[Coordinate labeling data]

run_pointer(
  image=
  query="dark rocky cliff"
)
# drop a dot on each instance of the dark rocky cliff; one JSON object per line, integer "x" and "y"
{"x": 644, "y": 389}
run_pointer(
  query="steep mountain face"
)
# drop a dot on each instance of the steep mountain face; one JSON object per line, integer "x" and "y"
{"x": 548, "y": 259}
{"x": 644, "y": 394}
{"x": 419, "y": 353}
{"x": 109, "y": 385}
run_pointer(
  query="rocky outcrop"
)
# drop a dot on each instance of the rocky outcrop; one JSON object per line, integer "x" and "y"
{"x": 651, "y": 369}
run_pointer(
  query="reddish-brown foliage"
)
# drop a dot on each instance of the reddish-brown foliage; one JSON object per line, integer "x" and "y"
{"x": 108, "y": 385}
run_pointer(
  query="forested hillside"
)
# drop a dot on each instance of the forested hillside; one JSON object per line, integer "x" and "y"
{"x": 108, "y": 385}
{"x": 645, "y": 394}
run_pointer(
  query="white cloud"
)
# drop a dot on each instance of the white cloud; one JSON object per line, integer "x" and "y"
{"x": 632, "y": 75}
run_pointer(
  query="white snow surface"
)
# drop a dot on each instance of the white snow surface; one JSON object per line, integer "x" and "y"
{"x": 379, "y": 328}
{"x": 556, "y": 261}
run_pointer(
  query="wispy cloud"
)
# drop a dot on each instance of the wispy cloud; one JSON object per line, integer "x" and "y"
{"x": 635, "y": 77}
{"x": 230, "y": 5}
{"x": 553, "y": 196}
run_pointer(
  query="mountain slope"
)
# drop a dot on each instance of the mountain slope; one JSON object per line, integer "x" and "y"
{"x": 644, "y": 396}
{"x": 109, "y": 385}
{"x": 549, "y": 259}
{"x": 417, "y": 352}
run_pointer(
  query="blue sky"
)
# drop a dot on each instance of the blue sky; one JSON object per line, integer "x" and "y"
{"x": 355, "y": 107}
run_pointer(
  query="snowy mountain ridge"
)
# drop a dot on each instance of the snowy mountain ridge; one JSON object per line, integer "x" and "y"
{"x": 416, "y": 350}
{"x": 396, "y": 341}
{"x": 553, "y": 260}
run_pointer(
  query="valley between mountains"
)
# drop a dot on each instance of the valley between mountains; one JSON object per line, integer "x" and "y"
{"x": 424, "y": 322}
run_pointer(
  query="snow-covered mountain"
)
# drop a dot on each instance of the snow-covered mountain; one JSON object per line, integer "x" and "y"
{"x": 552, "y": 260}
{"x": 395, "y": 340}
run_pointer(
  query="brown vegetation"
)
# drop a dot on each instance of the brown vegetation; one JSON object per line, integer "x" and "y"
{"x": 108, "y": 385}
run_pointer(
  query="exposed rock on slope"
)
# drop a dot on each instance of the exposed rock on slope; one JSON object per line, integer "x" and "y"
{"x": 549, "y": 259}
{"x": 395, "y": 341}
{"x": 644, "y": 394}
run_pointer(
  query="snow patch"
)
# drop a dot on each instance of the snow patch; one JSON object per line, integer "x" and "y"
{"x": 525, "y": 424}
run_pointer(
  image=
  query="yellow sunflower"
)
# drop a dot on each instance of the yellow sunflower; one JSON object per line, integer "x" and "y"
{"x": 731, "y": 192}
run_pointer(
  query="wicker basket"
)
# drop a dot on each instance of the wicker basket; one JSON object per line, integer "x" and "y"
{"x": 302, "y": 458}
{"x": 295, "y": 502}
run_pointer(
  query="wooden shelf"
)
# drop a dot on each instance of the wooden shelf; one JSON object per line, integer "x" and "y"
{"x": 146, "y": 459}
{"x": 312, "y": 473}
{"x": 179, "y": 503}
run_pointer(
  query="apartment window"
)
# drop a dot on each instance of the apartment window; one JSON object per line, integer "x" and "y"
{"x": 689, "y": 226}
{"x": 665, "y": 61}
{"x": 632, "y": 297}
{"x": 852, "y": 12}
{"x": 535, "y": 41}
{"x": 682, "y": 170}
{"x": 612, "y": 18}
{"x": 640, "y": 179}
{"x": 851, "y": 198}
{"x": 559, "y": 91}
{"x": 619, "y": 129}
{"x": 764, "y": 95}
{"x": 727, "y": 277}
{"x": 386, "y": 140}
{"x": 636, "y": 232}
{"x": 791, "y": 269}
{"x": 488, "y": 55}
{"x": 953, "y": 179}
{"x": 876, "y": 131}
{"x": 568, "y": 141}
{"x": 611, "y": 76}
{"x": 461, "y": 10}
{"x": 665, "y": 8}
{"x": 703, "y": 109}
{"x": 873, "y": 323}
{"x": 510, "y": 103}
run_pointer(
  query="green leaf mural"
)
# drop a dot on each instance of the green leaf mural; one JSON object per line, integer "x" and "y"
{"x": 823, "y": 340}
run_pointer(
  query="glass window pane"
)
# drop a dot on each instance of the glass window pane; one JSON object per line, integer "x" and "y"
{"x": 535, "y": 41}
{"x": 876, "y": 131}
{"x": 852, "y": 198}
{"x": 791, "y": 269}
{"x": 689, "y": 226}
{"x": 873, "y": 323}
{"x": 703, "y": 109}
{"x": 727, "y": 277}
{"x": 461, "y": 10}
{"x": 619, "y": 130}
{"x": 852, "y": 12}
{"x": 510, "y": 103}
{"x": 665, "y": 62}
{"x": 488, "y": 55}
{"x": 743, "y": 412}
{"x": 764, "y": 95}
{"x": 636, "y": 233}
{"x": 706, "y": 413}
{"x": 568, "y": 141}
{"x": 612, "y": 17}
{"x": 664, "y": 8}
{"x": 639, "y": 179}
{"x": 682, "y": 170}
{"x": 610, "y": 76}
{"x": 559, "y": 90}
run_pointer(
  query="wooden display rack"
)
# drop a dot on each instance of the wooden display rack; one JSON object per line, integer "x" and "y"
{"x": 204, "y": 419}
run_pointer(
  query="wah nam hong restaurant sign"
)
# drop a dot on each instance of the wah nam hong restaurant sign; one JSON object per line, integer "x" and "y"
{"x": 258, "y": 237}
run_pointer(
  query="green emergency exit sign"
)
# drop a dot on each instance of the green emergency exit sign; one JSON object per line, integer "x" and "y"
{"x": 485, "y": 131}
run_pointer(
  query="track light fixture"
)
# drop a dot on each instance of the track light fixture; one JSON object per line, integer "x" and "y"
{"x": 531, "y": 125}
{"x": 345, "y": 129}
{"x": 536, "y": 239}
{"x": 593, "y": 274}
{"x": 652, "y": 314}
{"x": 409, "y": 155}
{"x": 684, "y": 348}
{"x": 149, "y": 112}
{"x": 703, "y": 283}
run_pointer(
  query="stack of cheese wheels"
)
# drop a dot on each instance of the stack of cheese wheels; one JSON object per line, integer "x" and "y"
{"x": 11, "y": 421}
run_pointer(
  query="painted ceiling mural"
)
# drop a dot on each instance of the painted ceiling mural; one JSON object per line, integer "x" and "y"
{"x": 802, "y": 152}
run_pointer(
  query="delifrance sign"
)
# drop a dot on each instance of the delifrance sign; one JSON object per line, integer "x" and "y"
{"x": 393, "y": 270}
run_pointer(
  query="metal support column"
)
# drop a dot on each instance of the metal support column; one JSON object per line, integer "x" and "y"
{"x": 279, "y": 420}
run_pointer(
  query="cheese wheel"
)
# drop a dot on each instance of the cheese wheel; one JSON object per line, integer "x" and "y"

*EXERCISE*:
Copy each entry exactly, with nothing added or dropped.

*TASK ANSWER*:
run_pointer(
  image=
  query="dark rocky cliff"
)
# drop a dot on each instance of the dark rocky cliff; one JSON object per line, integer "x" and "y"
{"x": 644, "y": 389}
run_pointer(
  query="steep mountain face"
)
# drop a dot on each instance of the steep mountain face; one JSON object per line, integer "x" and "y"
{"x": 548, "y": 259}
{"x": 644, "y": 394}
{"x": 419, "y": 353}
{"x": 109, "y": 385}
run_pointer(
  query="rocky outcrop"
)
# drop a dot on each instance of the rocky outcrop; one JSON object per line, integer "x" and "y"
{"x": 651, "y": 369}
run_pointer(
  query="reddish-brown foliage"
)
# drop a dot on each instance of the reddish-brown foliage; one JSON object per line, integer "x" and "y"
{"x": 108, "y": 385}
run_pointer(
  query="forested hillside"
)
# drop a dot on each instance of the forested hillside; one JSON object per line, integer "x" and "y"
{"x": 108, "y": 385}
{"x": 645, "y": 394}
run_pointer(
  query="white cloud"
)
# drop a dot on each instance of the white cloud; one JSON object per line, integer "x" and "y"
{"x": 632, "y": 75}
run_pointer(
  query="white snow surface"
)
# drop a dot on each instance of the white snow surface; one JSON object per line, integer "x" and "y"
{"x": 379, "y": 328}
{"x": 556, "y": 261}
run_pointer(
  query="wispy cloud"
)
# drop a dot on each instance of the wispy cloud; one JSON object per line, integer "x" and "y"
{"x": 635, "y": 77}
{"x": 230, "y": 5}
{"x": 553, "y": 196}
run_pointer(
  query="mountain slope"
)
# drop a dot on each instance of the mountain slope; one JSON object per line, integer "x" and "y"
{"x": 644, "y": 396}
{"x": 109, "y": 385}
{"x": 549, "y": 259}
{"x": 417, "y": 352}
run_pointer(
  query="blue sky"
)
# drop a dot on each instance of the blue sky; one JSON object per line, integer "x" and "y"
{"x": 355, "y": 107}
run_pointer(
  query="snowy mountain ridge"
)
# drop a dot on each instance of the snowy mountain ridge; one JSON object per line, integer "x" and "y"
{"x": 416, "y": 350}
{"x": 396, "y": 341}
{"x": 553, "y": 260}
run_pointer(
  query="valley between mountains"
)
# drop a dot on each instance of the valley between mountains; one JSON object per line, integer "x" and "y"
{"x": 424, "y": 322}
run_pointer(
  query="snow-covered mountain"
)
# drop a dot on each instance of the snow-covered mountain; one JSON object per line, integer "x" and "y"
{"x": 552, "y": 260}
{"x": 395, "y": 340}
run_pointer(
  query="brown vegetation"
)
# drop a dot on each instance of the brown vegetation; one JSON object per line, integer "x" and "y"
{"x": 108, "y": 385}
run_pointer(
  query="exposed rock on slope"
)
# drop a dot on each instance of the exposed rock on slope; one JSON object per line, integer "x" and "y"
{"x": 549, "y": 259}
{"x": 395, "y": 341}
{"x": 644, "y": 394}
run_pointer(
  query="snow patch"
)
# drop a dot on each instance of the snow patch; one JSON object per line, integer "x" and "y"
{"x": 525, "y": 424}
run_pointer(
  image=
  query="yellow sunflower"
)
# drop a dot on each instance of the yellow sunflower; one JSON object per line, integer "x" and "y"
{"x": 731, "y": 192}
run_pointer(
  query="wicker basket"
)
# drop a dot on each instance of the wicker basket; one JSON object per line, integer "x" and "y"
{"x": 302, "y": 458}
{"x": 295, "y": 502}
run_pointer(
  query="wooden shelf"
)
# drop a dot on each instance of the wooden shelf; one JSON object per line, integer "x" and "y"
{"x": 146, "y": 459}
{"x": 312, "y": 473}
{"x": 179, "y": 503}
run_pointer(
  query="apartment window"
)
# drop a dot on each instance of the apartment window; one JSON object per line, integer "x" and "y"
{"x": 689, "y": 226}
{"x": 665, "y": 61}
{"x": 632, "y": 297}
{"x": 852, "y": 12}
{"x": 535, "y": 41}
{"x": 682, "y": 170}
{"x": 612, "y": 18}
{"x": 640, "y": 179}
{"x": 851, "y": 198}
{"x": 559, "y": 91}
{"x": 619, "y": 129}
{"x": 764, "y": 95}
{"x": 727, "y": 277}
{"x": 386, "y": 140}
{"x": 636, "y": 232}
{"x": 791, "y": 269}
{"x": 488, "y": 55}
{"x": 953, "y": 179}
{"x": 876, "y": 131}
{"x": 568, "y": 141}
{"x": 611, "y": 76}
{"x": 461, "y": 10}
{"x": 665, "y": 8}
{"x": 703, "y": 109}
{"x": 873, "y": 323}
{"x": 510, "y": 103}
run_pointer(
  query="green leaf mural"
)
# drop a dot on each instance of the green leaf mural; one JSON object per line, integer "x" and "y"
{"x": 823, "y": 340}
run_pointer(
  query="glass window pane"
)
# drop a dot on each instance of the glass window pane; one JSON object per line, integer "x" and "y"
{"x": 535, "y": 41}
{"x": 876, "y": 131}
{"x": 852, "y": 198}
{"x": 791, "y": 269}
{"x": 689, "y": 226}
{"x": 873, "y": 323}
{"x": 703, "y": 109}
{"x": 727, "y": 277}
{"x": 461, "y": 10}
{"x": 619, "y": 130}
{"x": 852, "y": 12}
{"x": 510, "y": 103}
{"x": 665, "y": 62}
{"x": 488, "y": 55}
{"x": 743, "y": 412}
{"x": 764, "y": 95}
{"x": 636, "y": 233}
{"x": 706, "y": 413}
{"x": 568, "y": 141}
{"x": 612, "y": 17}
{"x": 664, "y": 8}
{"x": 639, "y": 179}
{"x": 682, "y": 170}
{"x": 610, "y": 76}
{"x": 559, "y": 90}
run_pointer(
  query="wooden display rack"
)
# drop a dot on each instance of the wooden display rack; one JSON object per line, integer "x" and "y"
{"x": 204, "y": 419}
run_pointer(
  query="wah nam hong restaurant sign"
)
# drop a dot on each instance of the wah nam hong restaurant sign; one JSON object per line, integer "x" and "y"
{"x": 258, "y": 237}
run_pointer(
  query="green emergency exit sign"
)
# drop a dot on each instance of the green emergency exit sign; one JSON object per line, integer "x" and "y"
{"x": 485, "y": 131}
run_pointer(
  query="track light fixture"
)
# drop a dot on each instance of the track light fixture; one JSON object per line, integer "x" and "y"
{"x": 531, "y": 125}
{"x": 345, "y": 129}
{"x": 536, "y": 239}
{"x": 593, "y": 274}
{"x": 652, "y": 314}
{"x": 409, "y": 155}
{"x": 684, "y": 348}
{"x": 149, "y": 112}
{"x": 703, "y": 283}
run_pointer(
  query="stack of cheese wheels"
)
# drop a dot on each instance of the stack of cheese wheels; one JSON object per line, integer "x" and "y"
{"x": 11, "y": 421}
run_pointer(
  query="painted ceiling mural"
)
# drop a dot on each instance of the painted ceiling mural; one JSON object per line, integer "x" and "y"
{"x": 802, "y": 152}
run_pointer(
  query="delifrance sign"
)
# drop a dot on each instance of the delifrance sign; one JSON object per line, integer "x" and "y"
{"x": 393, "y": 270}
run_pointer(
  query="metal support column"
)
# drop a dot on each instance of the metal support column; one JSON object per line, integer "x" and "y"
{"x": 279, "y": 420}
run_pointer(
  query="cheese wheel"
)
# drop a dot on each instance of the cheese wheel; one JSON object per line, integer "x" and "y"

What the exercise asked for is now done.